### Description of the task
Leaving out the pictures, copy each record below exactly.

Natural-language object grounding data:
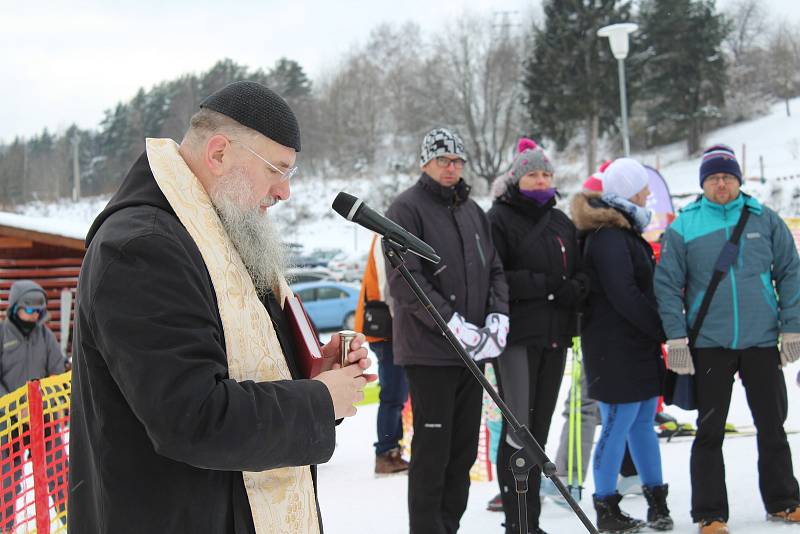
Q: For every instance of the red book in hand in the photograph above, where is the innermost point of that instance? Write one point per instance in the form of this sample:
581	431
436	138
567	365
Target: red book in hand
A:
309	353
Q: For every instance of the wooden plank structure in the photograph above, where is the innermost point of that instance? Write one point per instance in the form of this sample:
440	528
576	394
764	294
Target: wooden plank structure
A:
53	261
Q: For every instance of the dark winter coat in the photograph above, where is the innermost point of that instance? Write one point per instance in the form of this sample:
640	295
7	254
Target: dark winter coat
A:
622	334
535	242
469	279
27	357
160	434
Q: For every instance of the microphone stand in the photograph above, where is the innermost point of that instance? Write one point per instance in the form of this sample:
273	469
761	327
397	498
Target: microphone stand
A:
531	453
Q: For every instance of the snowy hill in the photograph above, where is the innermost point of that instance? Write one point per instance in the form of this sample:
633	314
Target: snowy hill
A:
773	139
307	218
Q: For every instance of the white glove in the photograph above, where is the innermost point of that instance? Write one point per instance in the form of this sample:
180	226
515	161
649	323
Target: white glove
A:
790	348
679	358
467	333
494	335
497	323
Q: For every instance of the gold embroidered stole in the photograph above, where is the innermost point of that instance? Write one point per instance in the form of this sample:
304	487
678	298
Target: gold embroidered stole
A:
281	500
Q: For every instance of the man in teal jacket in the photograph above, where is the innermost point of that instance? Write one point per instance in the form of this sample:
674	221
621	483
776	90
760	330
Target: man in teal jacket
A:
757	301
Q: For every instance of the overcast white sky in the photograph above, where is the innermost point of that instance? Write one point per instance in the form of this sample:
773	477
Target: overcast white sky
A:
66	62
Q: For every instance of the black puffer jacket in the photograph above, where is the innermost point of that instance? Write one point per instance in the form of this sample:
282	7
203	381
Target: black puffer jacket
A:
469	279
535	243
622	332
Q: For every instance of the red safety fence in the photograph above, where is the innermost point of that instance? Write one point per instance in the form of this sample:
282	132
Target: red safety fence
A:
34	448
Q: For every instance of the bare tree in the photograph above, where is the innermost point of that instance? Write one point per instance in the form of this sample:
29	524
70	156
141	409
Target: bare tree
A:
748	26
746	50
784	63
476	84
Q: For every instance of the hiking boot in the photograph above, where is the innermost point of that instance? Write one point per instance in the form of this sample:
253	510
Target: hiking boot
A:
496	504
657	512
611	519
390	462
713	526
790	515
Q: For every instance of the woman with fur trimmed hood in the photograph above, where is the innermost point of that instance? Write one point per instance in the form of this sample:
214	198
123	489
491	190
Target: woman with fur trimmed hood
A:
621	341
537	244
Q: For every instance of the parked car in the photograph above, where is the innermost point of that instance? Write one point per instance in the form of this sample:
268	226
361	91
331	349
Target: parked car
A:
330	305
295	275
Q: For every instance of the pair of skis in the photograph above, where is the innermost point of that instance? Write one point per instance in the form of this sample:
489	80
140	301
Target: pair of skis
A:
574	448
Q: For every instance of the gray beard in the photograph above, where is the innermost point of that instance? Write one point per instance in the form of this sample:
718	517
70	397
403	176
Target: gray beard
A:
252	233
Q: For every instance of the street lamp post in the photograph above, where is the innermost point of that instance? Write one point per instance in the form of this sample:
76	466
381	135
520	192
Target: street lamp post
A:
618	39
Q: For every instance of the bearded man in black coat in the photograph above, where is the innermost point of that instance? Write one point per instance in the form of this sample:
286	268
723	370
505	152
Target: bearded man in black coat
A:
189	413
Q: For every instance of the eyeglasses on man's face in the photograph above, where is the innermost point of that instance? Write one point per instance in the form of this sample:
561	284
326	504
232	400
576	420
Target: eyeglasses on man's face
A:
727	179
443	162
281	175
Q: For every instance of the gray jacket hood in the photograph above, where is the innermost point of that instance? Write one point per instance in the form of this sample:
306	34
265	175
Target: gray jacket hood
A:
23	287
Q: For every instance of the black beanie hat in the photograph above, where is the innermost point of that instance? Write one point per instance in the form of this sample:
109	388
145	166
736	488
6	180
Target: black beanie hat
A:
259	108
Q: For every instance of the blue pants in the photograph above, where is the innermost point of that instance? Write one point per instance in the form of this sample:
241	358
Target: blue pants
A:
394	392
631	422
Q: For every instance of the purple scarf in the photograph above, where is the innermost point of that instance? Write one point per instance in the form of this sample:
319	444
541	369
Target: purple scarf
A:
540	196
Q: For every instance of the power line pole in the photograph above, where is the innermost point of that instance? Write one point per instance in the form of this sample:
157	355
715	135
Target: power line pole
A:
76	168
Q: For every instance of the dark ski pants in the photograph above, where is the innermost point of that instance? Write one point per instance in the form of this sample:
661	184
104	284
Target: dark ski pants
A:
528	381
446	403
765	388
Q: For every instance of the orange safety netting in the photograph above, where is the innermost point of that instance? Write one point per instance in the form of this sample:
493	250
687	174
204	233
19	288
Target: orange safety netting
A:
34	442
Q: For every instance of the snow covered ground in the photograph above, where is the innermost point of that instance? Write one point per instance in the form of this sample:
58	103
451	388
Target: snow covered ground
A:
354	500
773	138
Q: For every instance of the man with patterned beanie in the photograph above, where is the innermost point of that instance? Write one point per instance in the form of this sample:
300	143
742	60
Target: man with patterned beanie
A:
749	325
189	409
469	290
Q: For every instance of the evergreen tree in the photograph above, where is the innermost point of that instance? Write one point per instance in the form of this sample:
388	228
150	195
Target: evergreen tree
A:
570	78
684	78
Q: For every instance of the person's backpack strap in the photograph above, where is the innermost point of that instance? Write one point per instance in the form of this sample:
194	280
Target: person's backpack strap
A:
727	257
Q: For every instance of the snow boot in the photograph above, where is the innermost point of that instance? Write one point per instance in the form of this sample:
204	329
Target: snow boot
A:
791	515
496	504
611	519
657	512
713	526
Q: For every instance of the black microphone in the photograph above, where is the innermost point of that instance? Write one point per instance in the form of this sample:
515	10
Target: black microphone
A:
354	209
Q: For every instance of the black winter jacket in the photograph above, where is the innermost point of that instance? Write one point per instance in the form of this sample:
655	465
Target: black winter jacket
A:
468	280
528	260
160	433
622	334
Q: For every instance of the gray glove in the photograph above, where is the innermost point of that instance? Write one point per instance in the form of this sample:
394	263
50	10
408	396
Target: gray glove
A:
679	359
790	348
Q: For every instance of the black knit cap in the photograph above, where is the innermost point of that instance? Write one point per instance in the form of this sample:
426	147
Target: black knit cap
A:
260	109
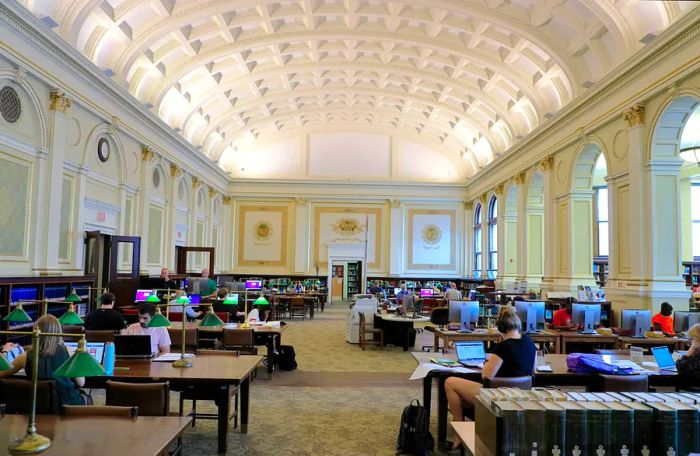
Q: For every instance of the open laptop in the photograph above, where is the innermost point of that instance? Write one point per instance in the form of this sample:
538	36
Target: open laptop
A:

### Response area
Q: For every instance of the red book in hand in the photograph above, where is the innermost point of that instance? Write one point per instance in the form of this sample:
581	431
436	138
567	365
Target: red book in hand
A:
309	353
Q: For every instance of the wooden plank structure in the photograph above, where is the innermost point of that instance? Write one point per instance in the form of this sample:
440	528
576	394
764	294
Target: wooden plank structure
A:
53	261
Q: For every instance of the dark winter coat in the photograph above, where is the innermost point of that instance? Write one point per instance in the form of this sample:
640	295
7	254
Target: dark winter coat
A:
622	334
535	242
469	279
27	357
160	434
Q: For every instance of the microphone stand in the photograph above, where is the innermost point of that instance? Write one point per instance in the form of this sample:
273	469
761	327
397	498
Target: microphone stand
A:
531	453
Q: For every instance of the snowy hill in the photograph above, where is the innermost point of that instance? Write one point per instance in the form of this sample:
633	314
Target: snowy hill
A:
773	139
307	218
Q: For every instance of the white glove in the photograph above, where is the innermost point of that instance? Write one point per instance in the form of this sample:
180	226
515	161
649	323
Target: white glove
A:
790	348
679	358
467	333
494	335
497	323
Q: For every instance of the gold embroidered stole in the photograph above, where is the innermost point of that instance? Write one point per instance in the form of this sample:
304	487
678	298
Target: gold embroidered stole
A:
281	500
Q: For every instance of the man in teal jacket in the photograph above, where is the innermost point of that instance? Write one point per instance in the form of this sample:
674	221
621	483
776	90
760	330
Target: man in teal jacket
A:
757	301
Q: For every instance of the overcast white sky in the photograph above, where is the innermost point of that instance? Write one point per instance in the form of this sample:
773	477
Target: overcast white sky
A:
66	62
Q: For every instance of the black puffer jacket in the photograph above, where is the innermost point of that instance? Write one point per instance in the form of this sample:
282	7
203	381
Target: black puffer jacket
A:
469	279
535	243
622	332
Q: For every instance of the red safety fence in the photograph above, where is the innermost point of that instance? Write one point per instance in the form of this sample:
282	132
Target: red safety fence
A:
34	448
Q: For every instance of the bare tree in the photograph above, where is the innermost point of that instance? Write one point per instance in the form of this sample:
29	524
70	156
141	409
Target: bare tree
A:
748	26
746	50
784	63
476	84
Q: For every instance of the hiking boot in the photograph above, where is the innermost point of that instance? Write one point per instance in the form of this sample:
253	510
Target: hiking boot
A:
496	504
657	512
611	519
390	462
713	526
790	515
Q: For every instance of the woman with fur trimmed hood in the photograph above, where is the innermost point of that instance? Write one point per instance in the form of this sample:
214	198
123	489
491	190
Target: woman with fur trimmed hood
A:
621	341
537	244
Q: For every instance of the parked car in the photograph above, where is the innermost point of that instance? Write one point per instance in the form of this sample:
268	226
361	91
331	349
Target: parked car
A:
330	305
295	275
Q: For every instance of the pair of skis in the photograph above, where is the innermost point of that instance? Write one point per instance in the form of this sample:
489	80
140	301
Target: pair of skis
A:
574	448
Q: For every instance of the gray beard in the photograph above, where is the innermost point of that instance? Write one point per instance in the form of this sample:
718	517
70	397
403	176
Target: gray beard
A:
252	233
Q: For every instance of the street lamp post in the photograph above, where is the innermost point of that instance? Write one point per instance in the form of this sample:
76	466
381	135
520	192
Target: street lamp post
A:
618	39
Q: For every instance of the bearded man in black coat in the photograph above, where is the innermost point of that instance? Write one point per instance in the form of this sample:
286	268
723	370
505	152
Target: bearded man in black coat
A:
189	413
Q: For every instance of the eyeglasses on man's face in the photograph above, where is the innermost point of that instance? Write one point per instance in the form of this sample:
561	284
326	504
232	400
576	420
Target: eyeglasses on man's face
A:
727	179
443	162
281	175
Q: For every instance of the gray jacket hood in the photograph above, where is the innermost point of that instance? Write one point per instance in the form of this sample:
306	34
265	175
Target: gray jacket hood
A:
23	287
Q: For every instance of the black beanie hat in the photograph above, where is the innermost point of that instance? Write one point per instance in the form of this sample:
109	388
145	166
736	488
6	180
Target: black beanie hat
A:
259	108
Q: For every instance of the blue pants in the photograph above, where is the innermost point of that instance? Write one point per instance in the form of this sample:
241	358
Target: blue pants
A:
394	392
631	422
Q: For every instance of the purple scarf in the photograph above, where is the innermost point of that instance? Write one point per instance in the form of this sample:
319	444
541	369
Target: purple scarf
A:
540	196
Q: For every instance of the power line pole in the photograph above, where is the innermost point of that instance? Write one point per instance in the form of this sample:
157	355
715	135
Target: power line pole
A:
76	168
Q: For every instance of the dark ski pants in the photograph above, where is the innermost point of that instance? Write one point per instance in the form of this sample:
661	184
104	284
Target: dark ski pants
A:
528	381
446	403
765	388
Q: For every instance of the orange safety netting in the photograph above, where is the innermost point of that instance? Write one point per instance in the form of this sample:
493	250
687	174
204	233
19	288
Target: orange safety netting
A:
34	442
Q: For every instance of the snow covered ground in the photograph above, where is the innermost point of that instance? Write one point per instance in the form of this sample:
58	103
451	388
Target: snow covered ground
A:
354	500
773	138
Q: For every instance of the man with patterned beanie in the photograph above, where is the innermost point of that instance? Write one point per instance in the form of this sample:
300	143
742	60
Target: man with patterned beanie
A:
749	325
189	409
469	290
Q: For every instance of the evergreen tree in the photograph above, where is the innermost point of that instance? Write one point per instance in the form of this sample:
388	228
150	195
Target: evergreen tree
A:
570	78
684	78
Q: For every instance of the person's backpack strap in the photograph above, where is the innermost point of that instance? Write one point per instance in the form of this sample:
194	280
Target: person's backpack strap
A:
727	257
Q: For every instance of the snow boot in the photograph above, where is the innermost point of that instance? Write one point per instance in the form of this sample:
204	329
Target: snow boot
A:
791	515
496	504
611	519
657	512
713	526
Q: For every instance of the black microphone in the photograph above, where is the innermost point of that instance? Write one point per instance in the form of this sample:
515	10
Target: black microphone
A:
354	209
Q: For every instance of the black winter jacket in the photograph above, where is the innermost point of that instance? Write one point per instance in the form of this sample:
655	465
Target: black winter jacket
A:
468	280
528	260
160	433
622	334
Q: For every instance of the gray glove in the photograph above, where is the innermost point of that instance? Write one point per instance in the form of this sample:
394	263
50	10
408	396
Target: gray glove
A:
679	359
790	348
Q: For every instance of the black knit cap in the photograph above, where is the innermost point of that instance? Write one point per instance in the form of this sample:
426	147
Target: black knit cap
A:
260	109
Q: For every instance of the open laptop in the photograph above, where is the innermost point of that instance? Write one point per instance in the form of this sample:
538	36
Target: open laptop
A:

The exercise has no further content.